Validity of self-administered questionnaires for investigating masticatory function

Besides the use of the Masticatory Function Questionnaire by Muller and Hilassaca as stated earlier, self-administered questionnaires had also been used to examine the number of functional teeth required for satisfactory masticatory efficiency in a similarly large-scale Japanese study by Ueno et al., [38] involving 2,164 subjects.

Self-administered questionnaire data and masticatory function had also been reported as being positively correlated. Marquezin [39] found that poor masticatory performance was significantly correlated with an increased Nordic Orofacial Test-Screening (NOT-S) score. In a study by Linas et al. [37] in 2018, two self-administered questionnaires, the Early Childhood Oral Health Impaction Scale (ECOHIS) and the NOT-S, yielded higher scores for children with early childhood caries who had poor masticatory function, as evidenced by reduced chewing frequency and refusal of certain foods. Choi et al. [13] also showed high correlation between the self-reported questionnaire Food Intake Ability and the mixing ability index, which was a colorimetric method to subjectively investigate masticatory performance. A similarity between the Food Intake Ability questionnaire and the questionnaire used in our study was that food type specific to the culture was purposely included, for example, dried cuttle fish and white radish kimchi was included in the Food Intake Ability questionnaire for their Korean sample.

We therefore believed that the use of questionnaire customized according to the diet culture to evaluate masticatory function in a large cohort of pre-school children was reasonable. However, it would be beneficial to further validate the questionnaire in the future by performing specific masticatory function tests.

Limitations

This study had some limitations. First, cluster sampling of kindergartens across different regions in Hong Kong was carried out to eliminate the geographical bias, however, this form of sampling is not as robust as completely randomised sampling, as biases in socio-economic status might still be present.

Given entries:
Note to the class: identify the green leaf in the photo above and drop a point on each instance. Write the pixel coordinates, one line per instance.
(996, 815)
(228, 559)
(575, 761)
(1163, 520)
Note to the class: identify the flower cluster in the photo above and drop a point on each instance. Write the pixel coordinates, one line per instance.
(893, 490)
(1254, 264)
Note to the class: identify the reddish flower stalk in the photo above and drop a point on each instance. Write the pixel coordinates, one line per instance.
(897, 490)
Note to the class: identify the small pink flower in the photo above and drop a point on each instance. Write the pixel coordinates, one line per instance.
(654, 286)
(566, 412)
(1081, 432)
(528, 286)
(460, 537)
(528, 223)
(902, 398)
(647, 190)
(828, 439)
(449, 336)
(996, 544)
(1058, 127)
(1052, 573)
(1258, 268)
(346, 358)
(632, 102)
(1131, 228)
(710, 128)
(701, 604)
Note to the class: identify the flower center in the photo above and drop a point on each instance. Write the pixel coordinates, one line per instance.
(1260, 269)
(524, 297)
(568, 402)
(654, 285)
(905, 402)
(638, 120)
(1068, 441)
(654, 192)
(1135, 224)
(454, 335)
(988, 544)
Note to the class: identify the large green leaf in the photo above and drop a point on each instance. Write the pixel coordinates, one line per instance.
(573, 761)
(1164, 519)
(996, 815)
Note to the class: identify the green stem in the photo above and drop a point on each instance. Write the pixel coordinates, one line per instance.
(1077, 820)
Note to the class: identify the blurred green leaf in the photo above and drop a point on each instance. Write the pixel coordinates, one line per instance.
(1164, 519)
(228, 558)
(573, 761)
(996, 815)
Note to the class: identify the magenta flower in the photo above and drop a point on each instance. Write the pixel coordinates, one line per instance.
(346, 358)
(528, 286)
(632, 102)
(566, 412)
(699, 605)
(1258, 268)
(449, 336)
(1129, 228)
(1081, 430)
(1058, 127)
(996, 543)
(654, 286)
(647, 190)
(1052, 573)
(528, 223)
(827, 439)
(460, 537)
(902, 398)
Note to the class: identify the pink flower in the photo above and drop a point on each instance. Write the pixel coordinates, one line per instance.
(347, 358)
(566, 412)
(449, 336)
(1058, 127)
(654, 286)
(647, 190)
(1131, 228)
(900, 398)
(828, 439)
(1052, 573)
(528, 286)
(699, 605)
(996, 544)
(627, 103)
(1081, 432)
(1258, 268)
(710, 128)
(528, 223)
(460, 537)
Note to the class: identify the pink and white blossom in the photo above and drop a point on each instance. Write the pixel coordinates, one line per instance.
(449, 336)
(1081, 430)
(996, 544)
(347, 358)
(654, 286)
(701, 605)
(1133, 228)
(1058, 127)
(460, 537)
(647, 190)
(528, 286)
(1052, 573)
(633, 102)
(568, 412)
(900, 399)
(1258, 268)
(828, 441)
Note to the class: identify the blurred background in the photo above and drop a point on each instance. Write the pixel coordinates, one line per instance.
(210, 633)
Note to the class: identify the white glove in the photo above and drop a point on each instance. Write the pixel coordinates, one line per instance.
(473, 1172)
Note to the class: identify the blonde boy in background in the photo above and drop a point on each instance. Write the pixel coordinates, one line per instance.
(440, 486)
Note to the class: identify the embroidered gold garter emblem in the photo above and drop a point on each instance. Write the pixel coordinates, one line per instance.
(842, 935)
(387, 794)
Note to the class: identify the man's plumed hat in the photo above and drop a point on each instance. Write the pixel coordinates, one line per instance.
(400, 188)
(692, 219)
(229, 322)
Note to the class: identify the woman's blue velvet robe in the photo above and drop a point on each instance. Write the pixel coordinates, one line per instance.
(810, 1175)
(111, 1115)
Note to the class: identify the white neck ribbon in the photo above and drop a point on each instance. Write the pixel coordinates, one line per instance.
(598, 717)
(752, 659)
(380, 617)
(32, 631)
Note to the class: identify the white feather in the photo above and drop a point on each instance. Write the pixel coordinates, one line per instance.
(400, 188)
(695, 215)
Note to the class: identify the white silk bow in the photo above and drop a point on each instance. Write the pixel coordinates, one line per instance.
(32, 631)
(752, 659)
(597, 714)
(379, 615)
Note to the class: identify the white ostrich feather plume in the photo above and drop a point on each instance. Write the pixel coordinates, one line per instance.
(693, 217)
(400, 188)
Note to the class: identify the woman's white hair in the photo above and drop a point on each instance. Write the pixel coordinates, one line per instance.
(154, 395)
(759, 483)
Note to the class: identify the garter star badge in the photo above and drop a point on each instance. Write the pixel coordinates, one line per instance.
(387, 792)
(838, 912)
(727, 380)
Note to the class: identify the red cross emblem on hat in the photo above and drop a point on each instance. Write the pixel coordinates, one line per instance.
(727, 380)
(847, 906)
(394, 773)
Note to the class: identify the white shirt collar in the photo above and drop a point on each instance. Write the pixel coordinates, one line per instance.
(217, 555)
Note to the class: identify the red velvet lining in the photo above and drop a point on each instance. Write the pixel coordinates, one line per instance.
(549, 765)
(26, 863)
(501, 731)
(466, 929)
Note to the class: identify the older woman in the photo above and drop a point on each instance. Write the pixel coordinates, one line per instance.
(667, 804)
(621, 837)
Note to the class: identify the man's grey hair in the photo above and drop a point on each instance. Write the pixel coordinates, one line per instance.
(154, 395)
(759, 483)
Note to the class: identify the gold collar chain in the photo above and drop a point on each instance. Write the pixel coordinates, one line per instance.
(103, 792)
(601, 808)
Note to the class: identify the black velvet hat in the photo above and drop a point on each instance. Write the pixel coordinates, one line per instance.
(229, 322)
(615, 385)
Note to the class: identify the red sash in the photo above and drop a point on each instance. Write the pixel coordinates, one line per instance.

To do:
1. Write out the passage on masticatory function questionnaires from "We therefore believed" to "still be present.".
2. In the passage on masticatory function questionnaires, how many subjects took part in the Japanese study by Ueno et al.?
3. Extend the passage on masticatory function questionnaires beyond its final sentence.

Answers for this exercise:
1.
We therefore believed that the use of questionnaire customized according to the diet culture to evaluate masticatory function in a large cohort of pre-school children was reasonable. However, it would be beneficial to further validate the questionnaire in the future by performing specific masticatory function tests.

Limitations

This study had some limitations. First, cluster sampling of kindergartens across different regions in Hong Kong was carried out to eliminate the geographical bias, however, this form of sampling is not as robust as completely randomised sampling, as biases in socio-economic status might still be present.

2. 2,164 subjects.

3.
Second, only self-reported questionnaires were used to assess chewing difficulties, without conducting masticatory performance test. A previous study investigating the association of malocclusion and caries with masticatory function used the masticatory performance test, in which the median particle sizes of silicone samples were recorded after 20 chewing cycles [7]. This method was not used in the current study due to the difficulty of conducting the masticatory performance test with the large sample size in an outreach environment. Also, the sensitivity of such a masticatory performance test had been questioned due to the artificial nature of the chewable test material [36].

Conclusions

The study identified significant relationships between masticatory difficulties and factors associated with age, gender, active caries, and non-nutritive oral habits such as thumb/digit sucking and pacifier use. Younger children and males required more assistance with certain food types. Active caries and thumb/digit sucking habits contributed to general masticatory difficulties and preference for soft foods. The one-year follow-up indicated that improvement in masticatory function varies across age cohorts and were associated with improved occlusal features, such as resolution of anterior crossbite and normalized overjet, reduced pacifier use, and a decrease in the number of decayed teeth.